INPUT FOR THIS TASK ->
▽

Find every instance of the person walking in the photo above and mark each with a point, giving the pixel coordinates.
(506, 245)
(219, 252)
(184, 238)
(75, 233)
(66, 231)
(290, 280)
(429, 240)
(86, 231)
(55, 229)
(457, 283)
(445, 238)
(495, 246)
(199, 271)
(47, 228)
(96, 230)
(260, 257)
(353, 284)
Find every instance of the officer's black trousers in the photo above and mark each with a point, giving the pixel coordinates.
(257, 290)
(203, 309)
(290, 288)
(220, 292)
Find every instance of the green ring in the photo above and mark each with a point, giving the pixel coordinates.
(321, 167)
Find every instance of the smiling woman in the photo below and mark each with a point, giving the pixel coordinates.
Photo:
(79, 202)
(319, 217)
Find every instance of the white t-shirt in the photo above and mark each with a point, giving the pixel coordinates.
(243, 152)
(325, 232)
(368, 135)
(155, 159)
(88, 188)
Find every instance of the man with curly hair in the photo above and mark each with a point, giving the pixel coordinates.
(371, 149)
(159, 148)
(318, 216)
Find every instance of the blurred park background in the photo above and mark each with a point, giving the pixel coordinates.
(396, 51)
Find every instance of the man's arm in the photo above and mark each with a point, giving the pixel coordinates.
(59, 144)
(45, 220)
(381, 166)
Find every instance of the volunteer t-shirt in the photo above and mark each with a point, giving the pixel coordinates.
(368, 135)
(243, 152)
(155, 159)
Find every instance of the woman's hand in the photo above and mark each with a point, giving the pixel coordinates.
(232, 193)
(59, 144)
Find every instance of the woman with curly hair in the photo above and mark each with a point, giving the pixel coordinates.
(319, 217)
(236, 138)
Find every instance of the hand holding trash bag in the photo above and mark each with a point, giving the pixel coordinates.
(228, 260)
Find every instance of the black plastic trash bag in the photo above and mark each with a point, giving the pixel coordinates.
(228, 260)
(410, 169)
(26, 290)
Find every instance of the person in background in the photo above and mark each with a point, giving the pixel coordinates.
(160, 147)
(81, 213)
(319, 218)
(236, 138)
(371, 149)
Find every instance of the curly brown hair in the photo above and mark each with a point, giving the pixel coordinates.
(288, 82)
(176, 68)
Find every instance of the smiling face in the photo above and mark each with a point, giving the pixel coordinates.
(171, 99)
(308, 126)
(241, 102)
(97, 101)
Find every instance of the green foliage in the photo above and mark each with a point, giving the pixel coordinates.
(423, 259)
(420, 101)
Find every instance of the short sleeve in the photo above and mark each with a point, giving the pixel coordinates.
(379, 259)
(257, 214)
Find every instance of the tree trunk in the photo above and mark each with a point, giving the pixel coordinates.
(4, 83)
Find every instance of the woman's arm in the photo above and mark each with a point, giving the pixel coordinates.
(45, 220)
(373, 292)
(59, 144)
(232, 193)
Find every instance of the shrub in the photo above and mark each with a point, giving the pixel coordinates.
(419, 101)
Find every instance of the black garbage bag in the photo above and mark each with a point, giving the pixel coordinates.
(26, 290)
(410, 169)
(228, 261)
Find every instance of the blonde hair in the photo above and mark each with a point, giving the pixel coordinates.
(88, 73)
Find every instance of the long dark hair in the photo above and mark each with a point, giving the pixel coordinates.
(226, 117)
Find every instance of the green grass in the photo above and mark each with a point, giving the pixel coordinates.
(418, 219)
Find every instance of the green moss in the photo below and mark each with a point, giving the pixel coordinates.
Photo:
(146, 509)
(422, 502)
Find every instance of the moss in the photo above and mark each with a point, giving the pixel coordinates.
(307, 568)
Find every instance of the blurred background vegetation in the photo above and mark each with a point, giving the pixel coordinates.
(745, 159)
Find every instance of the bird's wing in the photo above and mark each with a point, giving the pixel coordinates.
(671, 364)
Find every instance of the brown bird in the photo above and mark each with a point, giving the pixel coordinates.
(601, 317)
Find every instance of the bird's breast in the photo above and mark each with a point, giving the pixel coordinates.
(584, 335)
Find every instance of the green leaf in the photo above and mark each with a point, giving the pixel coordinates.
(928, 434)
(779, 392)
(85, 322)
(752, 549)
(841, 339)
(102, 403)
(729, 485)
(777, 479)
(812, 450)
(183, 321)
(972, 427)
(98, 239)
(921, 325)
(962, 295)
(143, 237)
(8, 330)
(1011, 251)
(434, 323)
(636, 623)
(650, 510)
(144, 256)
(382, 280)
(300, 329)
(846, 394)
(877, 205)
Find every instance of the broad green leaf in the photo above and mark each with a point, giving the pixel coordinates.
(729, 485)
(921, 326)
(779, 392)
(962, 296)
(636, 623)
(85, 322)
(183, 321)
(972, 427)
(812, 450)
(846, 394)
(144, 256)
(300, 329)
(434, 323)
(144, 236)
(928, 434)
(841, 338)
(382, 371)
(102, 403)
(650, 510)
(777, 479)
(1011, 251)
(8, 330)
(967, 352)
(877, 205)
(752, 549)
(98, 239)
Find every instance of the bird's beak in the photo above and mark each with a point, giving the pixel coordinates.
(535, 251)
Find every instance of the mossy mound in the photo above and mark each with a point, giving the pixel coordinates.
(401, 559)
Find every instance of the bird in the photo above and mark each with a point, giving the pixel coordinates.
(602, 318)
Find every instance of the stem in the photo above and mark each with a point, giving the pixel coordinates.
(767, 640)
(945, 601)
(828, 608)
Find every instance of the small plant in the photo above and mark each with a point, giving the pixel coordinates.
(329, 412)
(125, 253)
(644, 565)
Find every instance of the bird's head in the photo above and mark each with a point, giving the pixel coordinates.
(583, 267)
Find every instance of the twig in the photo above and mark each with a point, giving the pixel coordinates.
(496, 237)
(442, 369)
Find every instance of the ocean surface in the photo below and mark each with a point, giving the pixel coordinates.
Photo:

△

GOAL OF THE EXERCISE -> Only the number should be given: the count of lines above that hold the word "below".

REPLY -> 3